▶ [Selected excerpt]:
4-7. Nursing Services
Providing nursing care in a hospital without CPS is influenced by the amount of protective gear worn by the nursing staff and the patients. The patients may be in their MOPP gear, in a PPW, or wearing only their protective mask; any of which will interfere with care. The nursing staff will wear the same level of protection as the patients.
_a._ Direct assessment of a patient's vital signs is extremely limited at MOPP Levels 3 or 4; however, a carotid artery pulse can be taken by palpating the neck area. The patient's respiratory rate and level of consciousness may be assessed visually. Palpitation of the blood pressure through a PPW may be possible if it is relatively strong, or at least in the normal range. The patient's temperature cannot be monitored; this is an area of concern due to the possibility of heat stress.
_b._ Only gross neurological signs can be assessed through the PPW or when the patient is in MOPP Levels 3 or 4. However, even this assessment is complicated by the presence of miosis and by the health care provider's mask. Urinary output and cardiac monitoring is continued uninterrupted for patients wearing a mask only and for patients in the PPW.

▶ [Input data]:
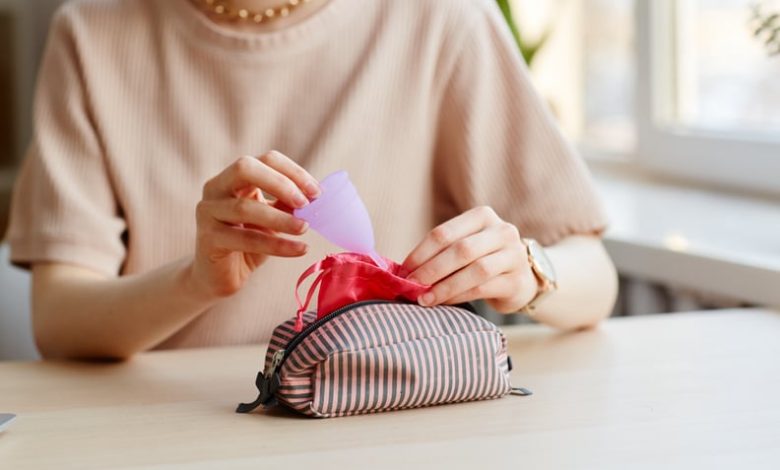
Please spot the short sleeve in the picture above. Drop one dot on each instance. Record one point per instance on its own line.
(63, 206)
(498, 145)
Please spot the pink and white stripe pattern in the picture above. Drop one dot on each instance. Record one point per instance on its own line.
(390, 356)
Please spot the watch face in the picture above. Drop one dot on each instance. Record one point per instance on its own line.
(542, 261)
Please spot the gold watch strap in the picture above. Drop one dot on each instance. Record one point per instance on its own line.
(544, 286)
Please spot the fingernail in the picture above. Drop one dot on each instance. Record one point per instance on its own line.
(300, 200)
(313, 190)
(426, 299)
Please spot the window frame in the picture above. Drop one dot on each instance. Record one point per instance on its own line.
(738, 160)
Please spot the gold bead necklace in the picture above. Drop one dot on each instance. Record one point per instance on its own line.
(222, 10)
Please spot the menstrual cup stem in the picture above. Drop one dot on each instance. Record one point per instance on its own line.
(378, 260)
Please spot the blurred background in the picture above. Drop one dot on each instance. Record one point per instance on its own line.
(675, 104)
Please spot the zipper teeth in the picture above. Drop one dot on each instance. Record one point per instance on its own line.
(290, 347)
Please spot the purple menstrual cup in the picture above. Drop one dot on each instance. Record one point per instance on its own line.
(340, 216)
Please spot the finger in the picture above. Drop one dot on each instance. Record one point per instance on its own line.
(444, 235)
(501, 286)
(254, 242)
(286, 166)
(249, 171)
(471, 277)
(462, 253)
(251, 213)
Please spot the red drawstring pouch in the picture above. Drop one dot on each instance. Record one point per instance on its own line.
(346, 278)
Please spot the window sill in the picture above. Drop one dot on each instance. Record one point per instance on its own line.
(694, 237)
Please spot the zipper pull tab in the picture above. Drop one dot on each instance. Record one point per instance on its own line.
(267, 383)
(276, 359)
(521, 392)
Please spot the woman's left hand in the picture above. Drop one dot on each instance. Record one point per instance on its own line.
(475, 255)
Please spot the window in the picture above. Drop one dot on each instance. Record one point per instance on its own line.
(684, 87)
(707, 107)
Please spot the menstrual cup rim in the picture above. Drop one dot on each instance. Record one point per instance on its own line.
(313, 209)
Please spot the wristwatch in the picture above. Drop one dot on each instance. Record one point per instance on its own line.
(543, 269)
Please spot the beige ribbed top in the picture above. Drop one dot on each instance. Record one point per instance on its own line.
(426, 103)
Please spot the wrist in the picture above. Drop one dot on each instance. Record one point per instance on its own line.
(192, 287)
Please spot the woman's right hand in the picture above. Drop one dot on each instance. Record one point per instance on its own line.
(237, 228)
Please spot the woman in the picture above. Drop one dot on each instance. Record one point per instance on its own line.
(154, 120)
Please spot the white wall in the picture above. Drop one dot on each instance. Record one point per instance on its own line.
(16, 340)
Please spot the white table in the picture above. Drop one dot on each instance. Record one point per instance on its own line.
(698, 390)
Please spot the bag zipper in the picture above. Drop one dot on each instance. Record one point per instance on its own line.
(281, 355)
(268, 381)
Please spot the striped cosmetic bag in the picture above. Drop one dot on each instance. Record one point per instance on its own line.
(376, 356)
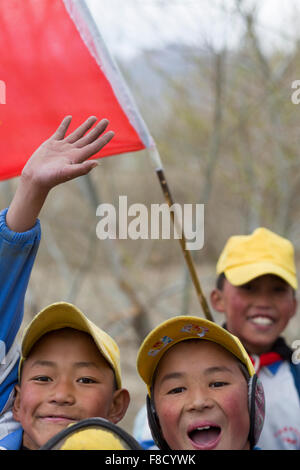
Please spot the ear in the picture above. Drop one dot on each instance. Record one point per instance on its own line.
(119, 405)
(17, 403)
(217, 300)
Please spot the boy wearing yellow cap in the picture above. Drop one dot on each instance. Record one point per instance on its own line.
(256, 291)
(57, 160)
(203, 393)
(69, 370)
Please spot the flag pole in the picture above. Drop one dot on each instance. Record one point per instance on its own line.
(182, 240)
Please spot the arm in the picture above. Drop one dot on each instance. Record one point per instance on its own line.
(56, 161)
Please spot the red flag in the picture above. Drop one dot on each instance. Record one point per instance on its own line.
(53, 63)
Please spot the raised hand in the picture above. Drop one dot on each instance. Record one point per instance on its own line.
(57, 160)
(61, 158)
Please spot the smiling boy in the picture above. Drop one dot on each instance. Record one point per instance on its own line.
(198, 376)
(69, 371)
(59, 159)
(256, 291)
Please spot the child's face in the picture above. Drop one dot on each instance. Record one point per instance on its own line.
(199, 385)
(65, 379)
(256, 312)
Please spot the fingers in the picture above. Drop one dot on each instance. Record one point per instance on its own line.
(93, 134)
(60, 132)
(81, 130)
(94, 147)
(76, 170)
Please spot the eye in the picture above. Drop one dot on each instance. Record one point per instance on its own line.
(218, 384)
(86, 380)
(175, 390)
(42, 378)
(246, 287)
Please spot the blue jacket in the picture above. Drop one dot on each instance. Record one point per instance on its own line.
(17, 255)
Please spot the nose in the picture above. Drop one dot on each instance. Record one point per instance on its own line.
(62, 393)
(199, 400)
(263, 299)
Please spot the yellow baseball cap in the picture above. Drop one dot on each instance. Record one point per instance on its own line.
(181, 328)
(246, 257)
(92, 434)
(65, 315)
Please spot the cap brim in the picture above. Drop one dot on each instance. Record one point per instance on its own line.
(240, 275)
(181, 328)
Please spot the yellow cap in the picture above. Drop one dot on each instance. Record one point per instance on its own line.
(92, 434)
(181, 328)
(65, 315)
(92, 439)
(246, 257)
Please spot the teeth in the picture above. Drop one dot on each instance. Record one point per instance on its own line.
(262, 320)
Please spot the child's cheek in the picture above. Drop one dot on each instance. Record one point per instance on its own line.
(235, 405)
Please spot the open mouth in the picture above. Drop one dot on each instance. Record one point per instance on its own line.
(262, 320)
(205, 437)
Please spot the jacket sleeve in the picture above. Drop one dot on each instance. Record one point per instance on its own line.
(17, 255)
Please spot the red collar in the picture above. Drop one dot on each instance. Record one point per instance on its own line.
(264, 359)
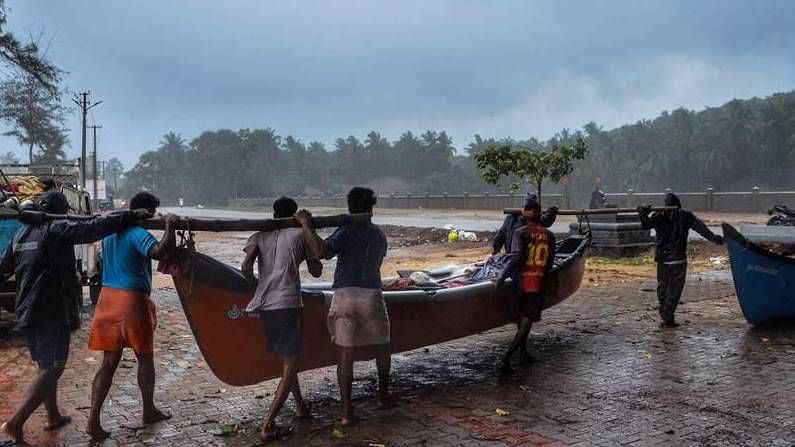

▶ [What you need to do]:
[1] In the nursing services excerpt, how can a patient's pulse be taken at MOPP Levels 3 or 4?
[2] Please return the nursing services excerpt word for word, from "4-7. Nursing Services" up to and including "of heat stress.".

▶ [Solutions in order]:
[1] By palpating the neck area to take a carotid artery pulse.

[2]
4-7. Nursing Services
Providing nursing care in a hospital without CPS is influenced by the amount of protective gear worn by the nursing staff and the patients. The patients may be in their MOPP gear, in a PPW, or wearing only their protective mask; any of which will interfere with care. The nursing staff will wear the same level of protection as the patients.
_a._ Direct assessment of a patient's vital signs is extremely limited at MOPP Levels 3 or 4; however, a carotid artery pulse can be taken by palpating the neck area. The patient's respiratory rate and level of consciousness may be assessed visually. Palpitation of the blood pressure through a PPW may be possible if it is relatively strong, or at least in the normal range. The patient's temperature cannot be monitored; this is an area of concern due to the possibility of heat stress.